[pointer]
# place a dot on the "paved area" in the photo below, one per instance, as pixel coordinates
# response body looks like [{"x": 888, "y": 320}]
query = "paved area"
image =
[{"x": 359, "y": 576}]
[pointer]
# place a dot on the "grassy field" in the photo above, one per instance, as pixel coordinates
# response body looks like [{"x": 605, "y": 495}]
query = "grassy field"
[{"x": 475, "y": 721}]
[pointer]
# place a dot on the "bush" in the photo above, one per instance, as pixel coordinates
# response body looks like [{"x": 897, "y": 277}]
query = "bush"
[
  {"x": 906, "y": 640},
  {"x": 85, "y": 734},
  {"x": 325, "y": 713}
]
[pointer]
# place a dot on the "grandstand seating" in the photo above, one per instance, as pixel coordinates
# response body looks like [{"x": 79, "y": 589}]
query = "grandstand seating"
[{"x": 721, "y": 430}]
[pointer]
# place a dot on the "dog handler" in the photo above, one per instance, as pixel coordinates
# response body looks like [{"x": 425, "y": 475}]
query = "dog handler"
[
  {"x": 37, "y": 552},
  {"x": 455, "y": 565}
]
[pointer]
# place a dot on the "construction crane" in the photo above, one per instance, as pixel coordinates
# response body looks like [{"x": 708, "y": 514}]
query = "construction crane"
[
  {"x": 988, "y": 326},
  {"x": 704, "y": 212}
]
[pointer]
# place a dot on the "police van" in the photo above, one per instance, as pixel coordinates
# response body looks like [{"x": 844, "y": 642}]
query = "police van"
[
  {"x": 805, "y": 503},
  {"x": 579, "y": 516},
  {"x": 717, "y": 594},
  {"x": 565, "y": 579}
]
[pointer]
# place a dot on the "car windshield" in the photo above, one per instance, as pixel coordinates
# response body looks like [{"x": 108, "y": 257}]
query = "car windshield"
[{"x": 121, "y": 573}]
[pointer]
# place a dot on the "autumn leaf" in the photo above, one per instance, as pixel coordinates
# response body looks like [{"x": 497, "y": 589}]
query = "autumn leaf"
------------
_Your task_
Go through the material line by line and work out how many lines include the string "looks". Reply with the number only.

_Response_
9